▶ Work to do: Can you reproduce each of the lines below without changing anything?
:: Dataset content
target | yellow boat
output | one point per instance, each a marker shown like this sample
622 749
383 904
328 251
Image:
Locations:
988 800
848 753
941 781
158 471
::::
▶ Correct result:
target | yellow boat
output | one point per instance, each a marker shown like this sample
622 749
383 904
328 251
Image:
Locations:
988 800
848 753
941 781
158 471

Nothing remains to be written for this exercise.